◆ **PROBLEM TO WORK ON**
Find each line in the items below that contains the word "right", and copy those lines.

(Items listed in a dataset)
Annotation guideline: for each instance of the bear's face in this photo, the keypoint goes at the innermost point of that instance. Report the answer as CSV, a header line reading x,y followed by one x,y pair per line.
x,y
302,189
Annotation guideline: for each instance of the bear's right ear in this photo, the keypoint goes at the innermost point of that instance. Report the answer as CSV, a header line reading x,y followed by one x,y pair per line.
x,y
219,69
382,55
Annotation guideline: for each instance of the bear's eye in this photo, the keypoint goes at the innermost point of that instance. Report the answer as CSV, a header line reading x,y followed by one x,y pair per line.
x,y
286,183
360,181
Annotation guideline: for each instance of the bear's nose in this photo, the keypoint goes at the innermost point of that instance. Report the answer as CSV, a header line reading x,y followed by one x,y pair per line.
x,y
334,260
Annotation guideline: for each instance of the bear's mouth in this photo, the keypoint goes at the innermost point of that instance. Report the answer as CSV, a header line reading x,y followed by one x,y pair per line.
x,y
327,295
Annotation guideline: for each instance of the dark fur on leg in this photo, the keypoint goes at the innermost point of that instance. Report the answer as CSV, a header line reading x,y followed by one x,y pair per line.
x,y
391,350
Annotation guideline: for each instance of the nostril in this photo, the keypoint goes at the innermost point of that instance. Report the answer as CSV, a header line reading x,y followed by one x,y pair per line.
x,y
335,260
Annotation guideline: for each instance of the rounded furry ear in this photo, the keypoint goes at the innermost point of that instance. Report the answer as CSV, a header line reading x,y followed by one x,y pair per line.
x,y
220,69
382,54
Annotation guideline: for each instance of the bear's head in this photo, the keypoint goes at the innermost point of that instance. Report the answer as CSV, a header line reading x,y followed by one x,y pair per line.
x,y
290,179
...
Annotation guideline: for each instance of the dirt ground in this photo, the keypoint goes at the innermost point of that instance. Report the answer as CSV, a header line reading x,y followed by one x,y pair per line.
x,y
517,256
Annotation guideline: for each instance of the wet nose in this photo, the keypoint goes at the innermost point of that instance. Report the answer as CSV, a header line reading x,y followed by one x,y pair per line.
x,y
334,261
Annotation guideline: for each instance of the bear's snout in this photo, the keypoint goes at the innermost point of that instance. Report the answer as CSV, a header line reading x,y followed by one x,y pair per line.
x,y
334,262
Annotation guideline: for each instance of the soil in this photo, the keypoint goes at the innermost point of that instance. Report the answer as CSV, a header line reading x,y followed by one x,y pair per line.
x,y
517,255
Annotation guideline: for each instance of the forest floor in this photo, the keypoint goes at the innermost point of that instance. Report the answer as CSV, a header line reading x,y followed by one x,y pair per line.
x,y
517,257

◆ **IN RESPONSE**
Annotation guideline: for each instance of the bear's right ear in this photo, the keypoint goes at the innermost point of that instance. Report the answer as CSV, a header line reading x,y followed by one x,y pair per line.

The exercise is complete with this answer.